■ Selected text:

Sorry if there's an easy answer to this problem, but here goes..
*
INTRODUCTION CONTEXT*
I'm creating a function where the number of entries in the lm(y~...)
varies. i.e. depending on the function input I want lm(y~x1+x2+x3),
sometimes I'll want lm(y~x1) only, et cetera.
I've completed this with paste(..,sep=) and as.formula().
*The problem*
Many of these possible entries [i.e. the x1, x2, x3] need their own lapply
for the lm() to work, as they're all lists or matrices with many dimensions
[I'm iterating along the dim of each X, which is why I need separate
lapply() for each]. Except, I can't do as.formula(..) with lapply(),
therefore I'm stuffed!
This is the problem area:
#--
rl-list()

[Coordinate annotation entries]
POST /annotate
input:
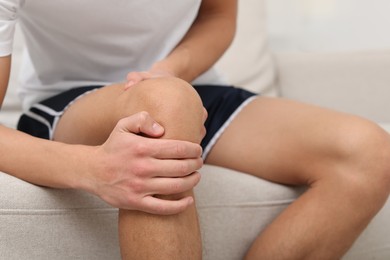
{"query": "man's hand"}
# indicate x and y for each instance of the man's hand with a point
(134, 168)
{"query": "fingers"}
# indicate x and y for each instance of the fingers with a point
(165, 207)
(173, 149)
(139, 123)
(170, 186)
(170, 168)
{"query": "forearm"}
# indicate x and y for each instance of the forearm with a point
(5, 65)
(206, 41)
(42, 162)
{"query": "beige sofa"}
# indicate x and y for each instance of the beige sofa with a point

■ Your tasks:
- 1) Name every possible entry in the model formula that the post about R model formulas gives as an example.
- 2) Check each statement against the post about R model formulas and answer yes or no, quoting the words that decide it. (a) The writer built the formula with paste() and as.formula(). (b) The possible entries are all single numbers. (c) as.formula() works fine inside lapply().
- 3) Extend the post about R model formulas, starting right after its last line.
This data comes from a different source than the post above it.

■ Responses to the exercise:
- 1) x1, x2, x3

- 2)
(a) Yes: "I've completed this with paste(..,sep=) and as.formula()."
(b) No: "as they're all lists or matrices with many dimensions"
(c) No: "I can't do as.formula(..) with lapply(),"

- 3)
for(Q in 1:ncol(y)){
rl[[colnames(y)[Q]]]-
lapply(1:length(x1),function(N){lm(y[,Q]~x1[[N]])}
}
#-
This is the correct code for a case of 1 independent variable. But if the
preceding code wants to put in x2 or x3 (which it can do fine), how do I get
more lapplys to automatically layer on top of the above code, responsive to
the number of x? [[Note I can't layer loops on top of it... as I'm shoving
the lm() into a list(), lapply() puts the lm() in the correct dimensions of
the list() but for() loops do not.]]
##P.S. just consider y to be:
y-matrix(rnorm(100),ncol=50,nrow=100)
##x1, x2, x3, etc are either 1 or 2 dimensional lists... Just know that
there needs to be some lapply()- or loop-esque thingy that deals with each
one, otherwise it won't work.
Thank you everyone.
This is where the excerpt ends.